Reproduce all of the data exactly, with no line skipped.

— START DATASET RECORDS —

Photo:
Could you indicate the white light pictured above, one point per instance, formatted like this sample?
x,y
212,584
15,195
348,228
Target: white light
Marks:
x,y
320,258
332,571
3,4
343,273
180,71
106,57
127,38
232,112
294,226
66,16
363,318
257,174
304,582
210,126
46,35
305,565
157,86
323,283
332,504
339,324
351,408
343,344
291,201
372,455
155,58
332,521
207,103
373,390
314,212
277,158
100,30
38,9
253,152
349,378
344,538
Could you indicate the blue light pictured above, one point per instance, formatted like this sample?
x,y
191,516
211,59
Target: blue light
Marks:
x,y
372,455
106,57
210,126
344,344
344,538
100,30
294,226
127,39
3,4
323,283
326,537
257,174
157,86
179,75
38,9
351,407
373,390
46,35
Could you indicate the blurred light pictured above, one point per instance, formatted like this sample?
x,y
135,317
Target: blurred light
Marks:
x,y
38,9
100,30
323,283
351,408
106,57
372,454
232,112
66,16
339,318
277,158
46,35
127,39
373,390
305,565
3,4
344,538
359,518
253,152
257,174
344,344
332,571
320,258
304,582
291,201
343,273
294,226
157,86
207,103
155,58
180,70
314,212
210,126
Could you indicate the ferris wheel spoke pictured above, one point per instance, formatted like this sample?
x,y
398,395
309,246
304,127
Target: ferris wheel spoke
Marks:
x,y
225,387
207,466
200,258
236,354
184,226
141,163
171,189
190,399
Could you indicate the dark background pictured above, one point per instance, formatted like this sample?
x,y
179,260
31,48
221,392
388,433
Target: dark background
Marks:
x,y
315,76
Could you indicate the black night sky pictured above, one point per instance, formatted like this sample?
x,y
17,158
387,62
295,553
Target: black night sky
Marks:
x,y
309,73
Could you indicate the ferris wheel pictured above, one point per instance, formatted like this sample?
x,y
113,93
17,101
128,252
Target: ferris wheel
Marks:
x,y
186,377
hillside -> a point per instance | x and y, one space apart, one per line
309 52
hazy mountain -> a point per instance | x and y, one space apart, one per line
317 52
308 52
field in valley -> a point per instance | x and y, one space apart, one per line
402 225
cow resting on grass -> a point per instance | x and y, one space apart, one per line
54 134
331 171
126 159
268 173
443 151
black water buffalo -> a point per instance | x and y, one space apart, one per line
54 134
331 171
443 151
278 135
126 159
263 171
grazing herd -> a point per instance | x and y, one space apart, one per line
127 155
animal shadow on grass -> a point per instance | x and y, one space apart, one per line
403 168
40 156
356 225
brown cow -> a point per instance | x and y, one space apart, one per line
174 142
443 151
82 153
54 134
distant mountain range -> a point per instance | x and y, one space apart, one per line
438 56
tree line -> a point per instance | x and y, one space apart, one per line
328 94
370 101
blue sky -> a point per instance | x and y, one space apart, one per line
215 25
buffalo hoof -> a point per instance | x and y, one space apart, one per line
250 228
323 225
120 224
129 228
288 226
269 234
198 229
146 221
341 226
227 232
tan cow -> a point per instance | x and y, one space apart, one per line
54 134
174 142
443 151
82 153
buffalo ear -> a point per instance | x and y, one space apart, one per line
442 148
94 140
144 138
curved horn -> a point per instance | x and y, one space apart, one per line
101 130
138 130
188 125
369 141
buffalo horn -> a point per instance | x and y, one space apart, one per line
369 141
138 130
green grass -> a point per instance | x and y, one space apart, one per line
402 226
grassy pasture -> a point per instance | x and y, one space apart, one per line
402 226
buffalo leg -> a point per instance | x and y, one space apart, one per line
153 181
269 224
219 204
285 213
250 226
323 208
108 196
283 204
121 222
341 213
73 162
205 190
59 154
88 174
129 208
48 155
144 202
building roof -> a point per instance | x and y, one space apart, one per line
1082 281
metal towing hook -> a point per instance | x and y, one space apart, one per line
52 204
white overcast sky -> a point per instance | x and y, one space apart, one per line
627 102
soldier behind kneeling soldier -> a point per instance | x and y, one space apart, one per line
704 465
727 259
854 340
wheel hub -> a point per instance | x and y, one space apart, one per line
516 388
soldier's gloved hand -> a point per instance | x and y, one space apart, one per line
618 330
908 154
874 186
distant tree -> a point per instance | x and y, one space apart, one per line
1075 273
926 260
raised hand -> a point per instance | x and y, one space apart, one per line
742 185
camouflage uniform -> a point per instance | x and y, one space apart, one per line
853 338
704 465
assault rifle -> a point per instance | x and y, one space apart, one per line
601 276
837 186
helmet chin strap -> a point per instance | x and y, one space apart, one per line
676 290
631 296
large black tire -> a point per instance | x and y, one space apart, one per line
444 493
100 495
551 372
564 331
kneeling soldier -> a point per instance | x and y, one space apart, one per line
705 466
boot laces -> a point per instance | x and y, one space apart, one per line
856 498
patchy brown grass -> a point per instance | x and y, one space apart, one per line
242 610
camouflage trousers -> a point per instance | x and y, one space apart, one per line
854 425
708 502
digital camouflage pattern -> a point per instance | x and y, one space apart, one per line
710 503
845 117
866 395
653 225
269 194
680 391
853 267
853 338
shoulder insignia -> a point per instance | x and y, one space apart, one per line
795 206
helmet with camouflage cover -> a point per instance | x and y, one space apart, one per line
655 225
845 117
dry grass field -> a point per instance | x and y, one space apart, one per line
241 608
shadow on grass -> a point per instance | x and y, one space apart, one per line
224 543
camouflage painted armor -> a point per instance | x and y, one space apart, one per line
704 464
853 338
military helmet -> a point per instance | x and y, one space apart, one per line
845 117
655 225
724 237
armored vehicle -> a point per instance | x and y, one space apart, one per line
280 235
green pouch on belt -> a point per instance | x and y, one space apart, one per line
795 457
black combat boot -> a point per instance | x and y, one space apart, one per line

— END DATASET RECORDS —

- **TASK OUTPUT**
Photo:
Could you indicate the white light pictured above, one point per instance, formatted like this sample?
x,y
212,584
15,195
348,228
Target: white light
Marks:
x,y
320,258
332,571
3,4
343,273
180,71
106,57
127,38
232,112
294,226
66,16
363,318
257,174
304,582
210,126
46,35
305,565
157,86
323,283
332,504
339,324
351,408
343,344
291,201
372,455
155,58
332,521
207,103
373,390
314,212
277,158
100,30
38,9
253,152
349,378
344,538
Could you indicate the blue light pictured above, one point per instance, formatted like this sample?
x,y
191,516
211,59
Target: blue light
Marks:
x,y
372,455
106,57
210,126
344,344
344,538
100,30
294,226
127,39
3,4
323,283
326,537
257,174
157,86
179,75
38,9
351,407
373,390
46,35
Could you indicate the blurred light pictured above, one point per instance, formatted like this sample?
x,y
135,317
Target: blurred light
Marks:
x,y
38,9
100,30
323,283
351,408
106,57
372,454
232,112
66,16
339,318
277,158
46,35
127,39
373,390
305,565
3,4
344,538
359,518
253,152
257,174
344,344
332,571
320,258
304,582
291,201
343,273
294,226
157,86
207,103
155,58
180,70
314,212
210,126
Could you indicate the ferris wheel spoke pictured above, one point per instance, formatted like this sample?
x,y
398,395
309,246
304,127
Target: ferris wheel spoke
Marks:
x,y
225,387
207,466
200,258
236,354
184,226
141,163
171,189
190,399
Could you indicate the dark background pictured above, one point per instance, formatted like this sample?
x,y
179,260
31,48
221,392
388,433
Target: dark background
Marks:
x,y
315,76
Could you indicate the black night sky pictured above, one point per instance, formatted like this sample?
x,y
17,158
387,62
295,553
Target: black night sky
Marks:
x,y
309,73
Could you indicate the ferris wheel pictured above, one point per instance, formatted like this sample?
x,y
113,93
17,101
128,252
Target: ferris wheel
Marks:
x,y
186,377
hillside -> a point per instance | x and y, one space apart, one per line
309 52
hazy mountain -> a point per instance | x and y, one space apart, one per line
317 52
308 52
field in valley -> a point per instance | x and y, one space apart, one per line
402 225
cow resting on grass -> a point per instance | x and y, one space apart, one per line
54 134
331 171
126 159
268 173
443 151
black water buffalo -> a point per instance | x and y, one space apart, one per line
54 134
331 171
443 151
278 135
126 159
263 171
grazing herd -> a point per instance | x and y, one space apart, one per line
127 155
animal shadow on grass -> a point per instance | x and y, one space apart, one per line
403 168
40 156
356 225
brown cow -> a point per instance | x and y, one space apart, one per line
174 142
443 151
82 153
54 134
distant mountain range -> a point per instance | x and y, one space apart, one per line
438 56
tree line -> a point per instance | x and y, one space apart, one per line
328 94
370 101
blue sky -> a point per instance | x and y, one space apart, one per line
215 25
buffalo hoof -> a point per instance | x and y, one space apart, one per line
250 228
323 225
120 224
129 228
288 226
269 234
198 229
146 221
341 226
227 232
tan cow -> a point per instance | x and y, one space apart, one per line
54 134
174 142
443 151
82 153
buffalo ear -> a point per instance | x and y, one space apart, one per line
442 148
94 140
144 138
curved horn -> a point per instance | x and y, one space apart, one per line
101 130
138 130
188 125
369 141
buffalo horn -> a point per instance | x and y, one space apart, one per line
369 141
138 130
green grass -> a point per instance | x and y, one space apart, one per line
402 226
grassy pasture -> a point per instance | x and y, one space apart, one per line
402 226
buffalo leg -> a point per instance | x and y, one space apart, one per line
153 181
269 224
219 204
285 213
250 226
323 208
108 196
283 204
121 222
341 213
73 162
205 190
59 154
88 174
129 208
48 155
144 202
building roof -> a point per instance | x and y, one space apart, one per line
1082 281
metal towing hook -> a point per instance | x and y, one space apart, one per line
52 204
white overcast sky -> a point per instance | x and y, one space apart, one per line
627 102
soldier behind kneeling soldier -> a point per instance | x and y, one space apart, one per line
704 465
727 259
854 340
wheel hub -> a point per instance | x and y, one space apart, one per line
516 388
soldier's gloved hand -> a point per instance | x and y, one space apart, one per line
618 330
908 154
874 186
distant tree -> a point per instance | x and y, one space apart, one per line
1075 273
926 260
raised hand -> a point per instance | x and y, one space apart, one per line
742 185
camouflage uniform -> a point per instance | x and y, one space apart, one per line
853 338
704 465
assault rifle -> a point per instance | x and y, one space apart, one per line
601 276
837 186
helmet chin strap -> a point per instance | x and y, one space apart, one per line
676 290
631 296
large black tire -> a point per instance | x and y, one space apart, one per line
444 493
100 495
551 372
564 331
kneeling soldier -> a point per instance | x and y, one space apart, one per line
705 466
boot laces -> a point per instance | x and y, one space apart, one per line
856 498
patchy brown grass -> a point per instance | x and y, one space apart, one per line
242 610
camouflage trousers -> a point per instance | x and y, one space apart, one per line
854 425
708 502
digital camouflage pattern -> a point per instance | x and y, one space apart, one per line
710 503
845 117
866 395
653 225
269 194
680 391
853 267
853 338
shoulder insignia -> a point per instance | x and y, one space apart, one per line
795 206
helmet with camouflage cover -> a point per instance | x and y, one space apart, one per line
655 225
845 117
dry grass field -> a point per instance | x and y, one space apart, one per line
241 608
shadow on grass -> a point per instance | x and y, one space apart, one per line
224 543
camouflage painted armor -> a point per instance | x and y, one space apart, one per line
704 464
853 338
military helmet -> a point per instance | x and y, one space apart, one per line
845 117
655 225
724 237
armored vehicle -> a point per instance | x and y, one space apart, one per line
280 235
green pouch on belt -> a point per instance | x and y, one space apart, one per line
795 457
black combat boot -> a point per instance | x and y, one space apart, one per line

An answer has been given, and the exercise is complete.